Task description
In the Oscar discussion below, transcribe everything from "Kerry: I love" down to "win Best Motion Picture.".

For our Moviegoers, Hollywood awards season is the most exciting time of the year. Upon the announcement of the nominees for the 84th Annual Academy Awards, the Moviegoers staff – Mack Bates, Kerry Birmingham and Joel Zawada – gathered to discuss this year’s batch of nominees, pick their favorites in the five major categories (Best Picture, Best Director, Best Actor in a Leading Role, Best Actress in a Leading Role, Best Actor in a Supporting Role and Best Actress in a Supporting Role) and predict who will walk away with Oscar gold.
Part One deals with the worst nominations of the year, and what was overlooked.
Part Two looks at the categories of Best Actor & Actress in a Supporting Role.
Part Three looks at the categories of Best Actor & Actress in a Leading Role.
Part Four looks at the categories of Best Director & Best Motion Picture.

Kerry: I love that at least two of these people won’t even show up.
Mack: Oh yeah! And neither is probably likely to win as a result.
Kerry: I suspect they’re both okay with that.
Joel: I don’t think either had much chance, even if they promised to show up and be nice. This category is really between Hazanavicius and Scorsese.
Kerry: You may be right. There’s a lot of Hugo love percolating beneath the critical surface, and both films tap into self-nostalgia.
Joel: It’s going to be a consolation prize for the director whose film doesn’t win Best Motion Picture.
Mack: Between the new kid on the block and the established auteur, the latter’s taking it after years of being criminally underrated and shown no Oscar love. The Academy’s determined to right an egregious wrong.
Kerry: I liked The Departed, but I wouldn’t have given it to him then. Scorsese’s going into the canon, so I don’t see how tossing him another Oscar bone would help.
Mack: Think about all the Oscar gold Scorsese should have by now: Raging Bull, and Goodfellas, and arguably Taxi Driver. The membership knows they got it wrong in years past and want to make amends. The fact that he’s still working at the top of his game makes it the ideal time to show him much love.
Joel: So in your estimation, is he ACTUALLY winning for Hugo, or for being slighted in the past?
Mack: Yes, Hugo is Scorsese’s love letter to cinema. It won’t be a consolation prize. The proof is on screen.
Kerry: I don’t know, I’m thinking Hazanavicius might take this since The Artist was so technically hard to pull off. That would have taken someone with the skill level of, say, a Scorsese!
Joel: I’m really torn. I liked The Artist, but loathe the thought of it representing the best of modern cinema. If it’s a choice between The Artist and Hugo for Best Picture (and it is), then Hugo should win for at least attempting new things, and Hazanivicus should win for realizing his labor of love.
Mack: I heard someone describe The Artist as third-rate Chaplin. I think that sentiment may start to rear its ugly head in the weeks leading up to the ceremony.

Supplied information
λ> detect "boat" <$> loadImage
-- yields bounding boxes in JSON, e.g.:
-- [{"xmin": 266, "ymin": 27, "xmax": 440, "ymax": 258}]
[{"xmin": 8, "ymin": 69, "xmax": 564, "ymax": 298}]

Expected output
Kerry: I love that at least two of these people won’t even show up.
Mack: Oh yeah! And neither is probably likely to win as a result.
Kerry: I suspect they’re both okay with that.
Joel: I don’t think either had much chance, even if they promised to show up and be nice. This category is really between Hazanavicius and Scorsese.
Kerry: You may be right. There’s a lot of Hugo love percolating beneath the critical surface, and both films tap into self-nostalgia.
Joel: It’s going to be a consolation prize for the director whose film doesn’t win Best Motion Picture.